5.5 Effect of Termination of Employment or Service. The committee may establish such exercise and other conditions applicable to an option following the termination of the optionee’s employment or other service with the Company and its subsidiaries as the committee deems appropriate on a grant-by-grant basis. For purposes of the plan, an individual’s employment or service with the Company and its subsidiaries will be deemed to have terminated if such individual is no longer receiving or entitled to receive compensation for providing services to the Company and its subsidiaries.
5.6 Method of Exercise. An outstanding and exercisable option may be exercised by transmitting to the Secretary of the Company (or other person designated for this purpose by the committee) a written notice identifying the option that is being exercised and specifying the number of whole shares to be purchased pursuant to that option, together with payment in full of the exercise price and the withholding taxes due in connection with the exercise, unless and except to the extent that other arrangements satisfactory to the Company have been made for such payment(s). The exercise price may be paid in cash or in any other manner the committee, in its discretion, may permit, including, without limitation, (a) by the delivery of previously-owned shares, (b) by a combination of a cash payment and delivery of previously-owned shares, or (c) pursuant to a cashless exercise program established and made available through a registered broker-dealer in accordance with applicable law. Any shares transferred to the Company (or withheld upon exercise) in connection with the exercise of an option shall be valued at fair market value for purposes of determining the extent to which the exercise price and/or tax withholding obligation is satisfied by such transfer (or withholding) of shares.
5.7 Non-Transferability. No option shall be assignable or transferable except upon the optionee’s death to a beneficiary designated by the optionee in a manner prescribed or approved for this purpose by the committee or, if no designated beneficiary shall survive the optionee, pursuant to the optionee’s will or by the laws of descent and distribution. During an optionee’s lifetime, options may be exercised only by the optionee or the optionee’s guardian or legal representative. Notwithstanding the foregoing, the committee may permit the inter vivos transfer of an option (other than an “incentive stock option”) pursuant to a domestic relations order (within the meaning of Rule 16a-12 promulgated under the Securities Exchange Act of 1934 (as amended) (the “Exchange Act”)) in settlement of marital property rights, or by gift to any “family member” (within the meaning of Item A.1.(a)(5) of the General Instructions to Form S-8 or any successor provision), on such terms and conditions as the committee deems appropriate.
5.8 Rights as a Stockholder. No shares of Common Stock shall be issued in respect of the exercise of an option until payment of the exercise price and the applicable tax withholding obligations have been satisfied or provided for to the satisfaction of the Company, and the holder of an option shall have no rights as a stockholder with respect to any shares covered by the option until such shares are duly and validly issued by the Company to or on behalf of such holder.
....
Required tasks »
A. In the stock option plan text, when is an individual's employment or service deemed to have terminated?
B. Please continue the stock option plan text, picking up after its final sentence.

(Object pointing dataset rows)
....
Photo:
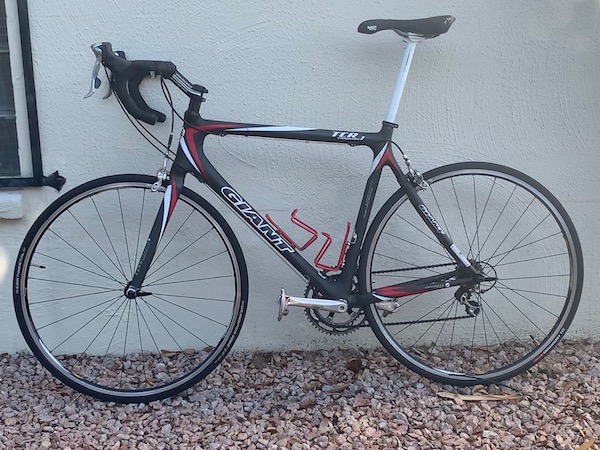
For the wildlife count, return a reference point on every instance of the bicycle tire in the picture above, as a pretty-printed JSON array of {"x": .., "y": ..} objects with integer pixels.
[
  {"x": 536, "y": 258},
  {"x": 69, "y": 284}
]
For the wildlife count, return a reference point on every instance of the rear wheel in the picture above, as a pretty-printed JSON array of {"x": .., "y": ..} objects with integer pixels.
[
  {"x": 510, "y": 227},
  {"x": 73, "y": 269}
]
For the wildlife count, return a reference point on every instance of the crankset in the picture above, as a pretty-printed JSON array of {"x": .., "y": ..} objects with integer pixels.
[{"x": 334, "y": 322}]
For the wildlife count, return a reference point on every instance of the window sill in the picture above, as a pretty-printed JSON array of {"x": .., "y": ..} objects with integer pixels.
[{"x": 11, "y": 205}]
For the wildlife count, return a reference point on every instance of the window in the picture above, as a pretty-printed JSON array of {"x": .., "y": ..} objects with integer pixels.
[
  {"x": 20, "y": 155},
  {"x": 9, "y": 155}
]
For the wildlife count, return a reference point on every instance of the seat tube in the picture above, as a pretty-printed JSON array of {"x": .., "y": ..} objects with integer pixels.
[{"x": 401, "y": 81}]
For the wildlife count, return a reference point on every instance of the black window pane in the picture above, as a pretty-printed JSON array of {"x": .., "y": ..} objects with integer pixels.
[
  {"x": 3, "y": 33},
  {"x": 9, "y": 153},
  {"x": 6, "y": 93},
  {"x": 9, "y": 156}
]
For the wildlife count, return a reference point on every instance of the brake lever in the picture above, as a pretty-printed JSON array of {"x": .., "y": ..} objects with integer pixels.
[
  {"x": 96, "y": 82},
  {"x": 112, "y": 77}
]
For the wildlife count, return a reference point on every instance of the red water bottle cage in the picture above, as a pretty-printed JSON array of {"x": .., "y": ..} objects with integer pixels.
[{"x": 314, "y": 235}]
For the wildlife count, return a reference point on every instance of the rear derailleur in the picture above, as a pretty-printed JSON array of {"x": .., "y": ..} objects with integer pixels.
[{"x": 464, "y": 297}]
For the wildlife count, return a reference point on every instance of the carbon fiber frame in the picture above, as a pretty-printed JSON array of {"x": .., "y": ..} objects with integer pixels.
[{"x": 190, "y": 158}]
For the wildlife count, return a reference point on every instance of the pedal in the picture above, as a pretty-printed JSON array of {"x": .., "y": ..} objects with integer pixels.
[{"x": 283, "y": 305}]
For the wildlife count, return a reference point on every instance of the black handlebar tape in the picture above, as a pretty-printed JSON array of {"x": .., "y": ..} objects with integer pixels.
[
  {"x": 134, "y": 90},
  {"x": 128, "y": 75},
  {"x": 123, "y": 93}
]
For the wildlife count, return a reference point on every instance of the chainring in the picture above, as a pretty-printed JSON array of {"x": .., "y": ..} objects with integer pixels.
[{"x": 331, "y": 322}]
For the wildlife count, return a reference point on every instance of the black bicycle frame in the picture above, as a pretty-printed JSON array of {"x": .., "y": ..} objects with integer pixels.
[{"x": 190, "y": 158}]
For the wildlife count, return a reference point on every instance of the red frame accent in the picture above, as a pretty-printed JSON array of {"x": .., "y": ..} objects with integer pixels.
[
  {"x": 395, "y": 292},
  {"x": 191, "y": 143},
  {"x": 302, "y": 225},
  {"x": 388, "y": 158},
  {"x": 326, "y": 246}
]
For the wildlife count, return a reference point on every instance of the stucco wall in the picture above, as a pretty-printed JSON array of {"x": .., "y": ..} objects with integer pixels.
[{"x": 512, "y": 82}]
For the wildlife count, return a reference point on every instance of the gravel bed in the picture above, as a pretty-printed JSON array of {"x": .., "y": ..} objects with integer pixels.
[{"x": 359, "y": 399}]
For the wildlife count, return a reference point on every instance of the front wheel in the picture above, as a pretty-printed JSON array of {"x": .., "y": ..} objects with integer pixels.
[
  {"x": 516, "y": 233},
  {"x": 72, "y": 273}
]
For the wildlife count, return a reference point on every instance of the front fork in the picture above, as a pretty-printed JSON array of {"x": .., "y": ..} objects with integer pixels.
[{"x": 171, "y": 195}]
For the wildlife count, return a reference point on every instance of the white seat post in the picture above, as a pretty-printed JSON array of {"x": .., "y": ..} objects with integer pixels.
[{"x": 404, "y": 68}]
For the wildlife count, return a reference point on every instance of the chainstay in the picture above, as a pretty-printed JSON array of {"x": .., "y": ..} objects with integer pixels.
[
  {"x": 412, "y": 322},
  {"x": 433, "y": 266}
]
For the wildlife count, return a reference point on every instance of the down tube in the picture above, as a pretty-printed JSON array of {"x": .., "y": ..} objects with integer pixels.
[{"x": 256, "y": 221}]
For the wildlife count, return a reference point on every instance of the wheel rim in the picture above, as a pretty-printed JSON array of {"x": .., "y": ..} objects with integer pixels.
[
  {"x": 529, "y": 249},
  {"x": 112, "y": 345}
]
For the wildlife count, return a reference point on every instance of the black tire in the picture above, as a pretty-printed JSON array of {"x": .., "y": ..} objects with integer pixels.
[
  {"x": 517, "y": 232},
  {"x": 69, "y": 282}
]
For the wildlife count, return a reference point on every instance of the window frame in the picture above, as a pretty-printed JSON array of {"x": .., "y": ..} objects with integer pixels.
[{"x": 38, "y": 178}]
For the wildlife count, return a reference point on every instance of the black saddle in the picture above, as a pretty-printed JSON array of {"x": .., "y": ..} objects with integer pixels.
[{"x": 424, "y": 28}]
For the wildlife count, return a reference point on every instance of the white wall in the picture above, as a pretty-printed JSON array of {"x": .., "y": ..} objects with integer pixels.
[{"x": 512, "y": 82}]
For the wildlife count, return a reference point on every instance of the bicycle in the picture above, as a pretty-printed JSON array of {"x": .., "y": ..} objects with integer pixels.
[{"x": 469, "y": 273}]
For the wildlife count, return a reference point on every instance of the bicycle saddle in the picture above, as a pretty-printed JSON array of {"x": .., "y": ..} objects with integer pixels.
[{"x": 426, "y": 28}]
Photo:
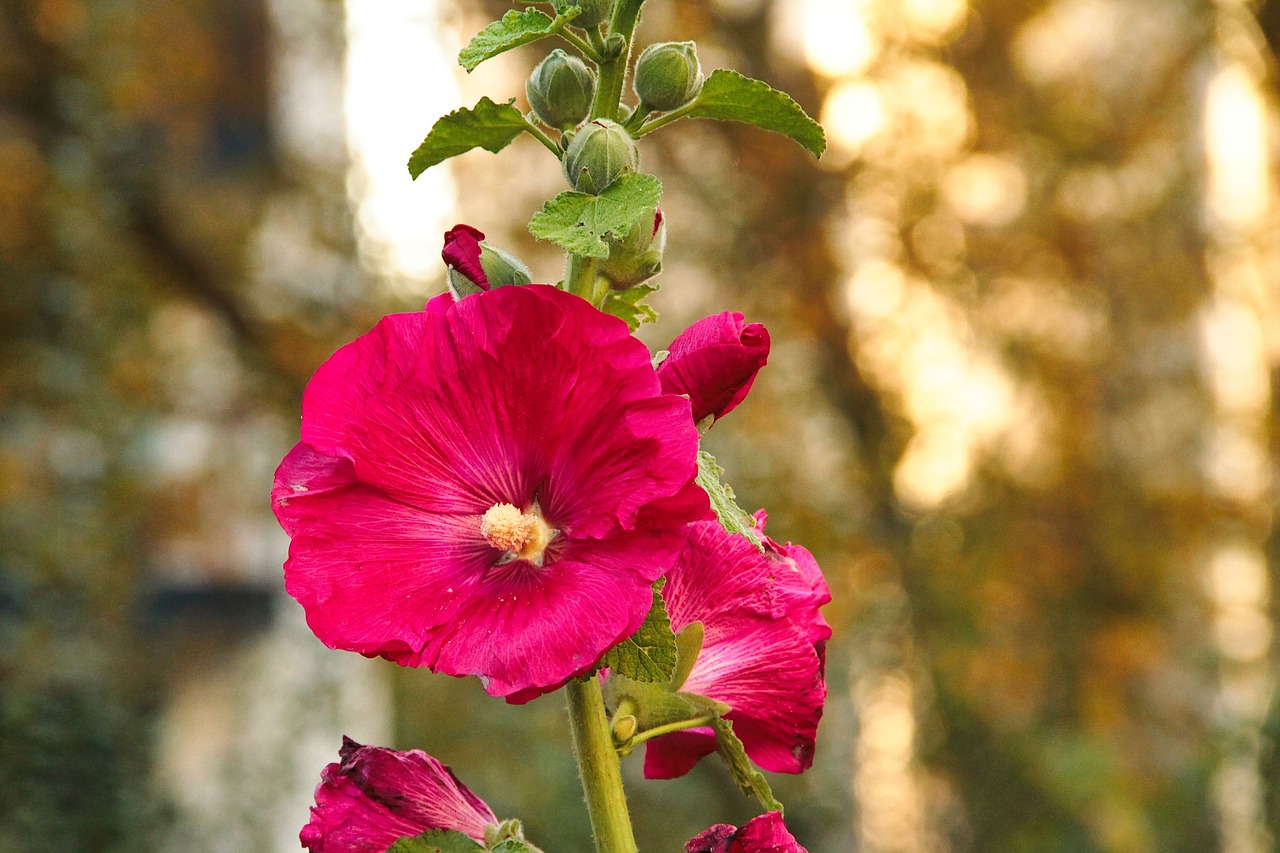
....
Answers given »
A. When the individual is no longer receiving or entitled to receive compensation for providing services to the Company and its subsidiaries.

B.
6. Director Shares. The committee may permit non-employee directors to elect to receive all or part of their annual retainers in the form of shares (“Director Shares”). Unless the committee determines otherwise, any such elections may be made during the month a director first becomes a director and during the last month of each calendar quarter thereafter, and shall remain in effect unless and until the end of the calendar quarter in which a new election is made (or, if later, the calendar quarter next following the calendar quarter in which the director first becomes a director). Any such election shall also indicate the percentage of the retainer to be paid in shares and shall contain such other information as the committee or the board may require.
7. Stock Appreciation Rights.
7.1 General. The committee may grant stock appreciation rights (“SARs”), either alone or in connection with the grant of an option, upon such vesting and other terms and conditions as the committee, acting in its discretion in accordance with the plan, including, as applicable, Section 5 (relating to options), may determine, either at the time the SARs are granted or, if the holder’s rights are not adversely affected, at any subsequent time. Upon exercise, the holder of an SAR shall be entitled to receive a number of whole shares of Common Stock having a fair market value equal to the product of X and Y, where—
X = the number of whole shares of Common Stock as to which the SAR is being exercised, and
Notice and Proxy Statement 2024 B-3 |
Y = the excess of the fair market value per share of Common Stock on the date of exercise over the fair market value per share of Common Stock on the date the SAR is granted (or such greater base value as the committee may prescribe at the time the SAR is granted).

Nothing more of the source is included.